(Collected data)
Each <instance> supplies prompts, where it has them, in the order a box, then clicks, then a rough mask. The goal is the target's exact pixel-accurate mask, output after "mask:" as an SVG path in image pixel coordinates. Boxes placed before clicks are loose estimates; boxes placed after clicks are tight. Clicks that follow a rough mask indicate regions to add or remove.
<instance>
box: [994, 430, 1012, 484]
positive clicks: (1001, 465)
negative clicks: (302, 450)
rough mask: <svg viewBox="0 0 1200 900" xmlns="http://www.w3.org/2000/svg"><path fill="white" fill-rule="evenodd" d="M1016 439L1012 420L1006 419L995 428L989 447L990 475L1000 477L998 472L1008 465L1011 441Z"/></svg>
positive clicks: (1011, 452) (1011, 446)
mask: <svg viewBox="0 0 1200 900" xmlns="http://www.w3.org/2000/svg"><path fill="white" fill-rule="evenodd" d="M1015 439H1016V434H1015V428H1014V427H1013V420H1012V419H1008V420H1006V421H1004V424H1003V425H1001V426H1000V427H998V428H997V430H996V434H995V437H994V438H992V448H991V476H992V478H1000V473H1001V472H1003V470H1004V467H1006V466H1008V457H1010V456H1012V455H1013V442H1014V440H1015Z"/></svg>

### YOUR INSTRUCTIONS
Leaving nothing out, print each line above exactly.

### OUTPUT OF THE EXERCISE
Each <instance> supplies prompts, where it has them, in the order a box, then clicks, then a rough mask. The goal is the target's exact pixel-accurate mask, output after "mask:" as an SVG path in image pixel coordinates. Boxes placed before clicks are loose estimates; boxes placed after clicks are tight. Clicks that follow a rough mask indicate regions to add or remove.
<instance>
box: [994, 430, 1012, 484]
positive clicks: (1001, 465)
negative clicks: (302, 450)
rough mask: <svg viewBox="0 0 1200 900" xmlns="http://www.w3.org/2000/svg"><path fill="white" fill-rule="evenodd" d="M1016 439L1012 420L1006 419L995 428L989 447L990 475L1000 477L998 472L1008 465L1011 441Z"/></svg>
positive clicks: (1011, 452) (1011, 446)
mask: <svg viewBox="0 0 1200 900" xmlns="http://www.w3.org/2000/svg"><path fill="white" fill-rule="evenodd" d="M1015 439H1016V434H1015V428H1014V427H1013V420H1012V419H1008V420H1006V421H1004V424H1003V425H1001V426H1000V427H998V428H997V430H996V434H995V437H994V438H992V448H991V476H992V478H1000V473H1001V472H1003V470H1004V467H1006V466H1008V457H1010V456H1012V455H1013V442H1014V440H1015Z"/></svg>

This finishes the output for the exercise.